(INSTRUCTIONS FOR THE TASK) Word for word, reproduce all of the entries shown below.

(DATA TO PROCESS)
[Start of section]

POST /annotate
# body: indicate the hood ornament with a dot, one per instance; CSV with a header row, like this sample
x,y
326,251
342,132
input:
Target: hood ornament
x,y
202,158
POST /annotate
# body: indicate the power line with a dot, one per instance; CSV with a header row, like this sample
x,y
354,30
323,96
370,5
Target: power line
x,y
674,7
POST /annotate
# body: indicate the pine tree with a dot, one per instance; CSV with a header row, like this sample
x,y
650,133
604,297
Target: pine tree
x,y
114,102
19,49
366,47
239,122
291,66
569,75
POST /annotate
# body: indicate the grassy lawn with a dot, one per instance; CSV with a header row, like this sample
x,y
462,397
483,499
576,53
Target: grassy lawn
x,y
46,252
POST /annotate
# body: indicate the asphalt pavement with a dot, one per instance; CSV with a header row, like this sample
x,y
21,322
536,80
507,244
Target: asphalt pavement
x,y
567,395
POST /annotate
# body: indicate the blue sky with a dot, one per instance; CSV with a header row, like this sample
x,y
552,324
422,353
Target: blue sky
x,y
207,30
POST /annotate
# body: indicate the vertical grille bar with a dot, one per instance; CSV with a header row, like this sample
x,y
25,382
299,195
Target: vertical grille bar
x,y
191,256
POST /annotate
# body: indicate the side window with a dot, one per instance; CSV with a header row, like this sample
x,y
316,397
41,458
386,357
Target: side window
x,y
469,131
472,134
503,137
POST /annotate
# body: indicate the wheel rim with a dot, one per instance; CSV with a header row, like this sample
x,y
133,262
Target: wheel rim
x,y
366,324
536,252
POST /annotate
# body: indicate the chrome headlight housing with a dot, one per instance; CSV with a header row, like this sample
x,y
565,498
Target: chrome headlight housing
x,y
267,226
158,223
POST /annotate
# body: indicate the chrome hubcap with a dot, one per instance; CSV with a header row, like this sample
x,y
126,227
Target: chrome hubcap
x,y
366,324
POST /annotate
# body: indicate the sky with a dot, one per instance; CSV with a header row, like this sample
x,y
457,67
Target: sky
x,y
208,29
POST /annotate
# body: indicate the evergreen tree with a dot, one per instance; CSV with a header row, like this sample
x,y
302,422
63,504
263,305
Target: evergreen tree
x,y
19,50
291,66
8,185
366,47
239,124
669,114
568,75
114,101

[End of section]

(TASK RESPONSE)
POST /annotate
# body: indicate the hood ornament with a dot, one per instance; CSV with a header row, like this sample
x,y
326,251
342,132
input:
Target: hood ornament
x,y
202,158
POST /annotate
# body: indicate the power line with a dot, one per instance; CSV with a header row, like this sample
x,y
354,30
323,96
370,5
Target: power line
x,y
674,7
POST /annotate
# body: indicate the pine tree with a dot, one per instance; CSV with a header row, like this sample
x,y
650,133
604,297
Target: pine tree
x,y
114,102
19,49
366,47
239,122
291,66
569,75
POST /annotate
# body: indicate the grassy lawn with a dot, one per instance; CSV with a header row, like this sample
x,y
462,397
483,499
576,53
Target: grassy lawn
x,y
46,252
POST /annotate
# body: indicate the asphalt pavement with a dot, one per instance; CSV with a header row, like this sample
x,y
21,322
536,80
507,244
Target: asphalt pavement
x,y
567,395
POST /annotate
# body: indicate the blue sky with a dot, one per instance; CSV with a header row, like this sample
x,y
552,324
422,353
Target: blue sky
x,y
207,30
POST /annotate
# body: indicate the vertical grille bar with a dot, one per instance; CSV with a header row, like this sample
x,y
25,382
299,195
Target: vertical grille bar
x,y
191,256
POST /annotate
# body: indicate the side window with a dot, one per instance; CSV with a header row, like this sample
x,y
316,397
41,458
386,357
Target: side window
x,y
469,131
472,134
503,137
POST /annotate
# body: indicate the wheel rim with a dot, one per instance; CSV with a header row, like this sample
x,y
133,262
Target: wheel rim
x,y
366,324
536,252
POST /annotate
# body: indicate the chrome headlight housing with a dot, one per instance; CSV with a header row, like this sample
x,y
565,498
Target: chrome headlight housing
x,y
267,226
158,223
POST /annotate
# body: indicate the chrome hubcap with a dot, one per instance; CSV with a header row, like this sample
x,y
126,227
Target: chrome hubcap
x,y
366,324
POST /annotate
# body: indicate the sky with a dot, one per instance; CSV with a header row, like this sample
x,y
457,67
Target: sky
x,y
208,29
POST /annotate
# body: indicate the evergreen tree with a dot, one per instance; CSV with a header row, like this sample
x,y
302,422
63,504
263,305
Target: evergreen tree
x,y
19,50
291,66
8,185
366,47
239,124
669,114
568,75
114,101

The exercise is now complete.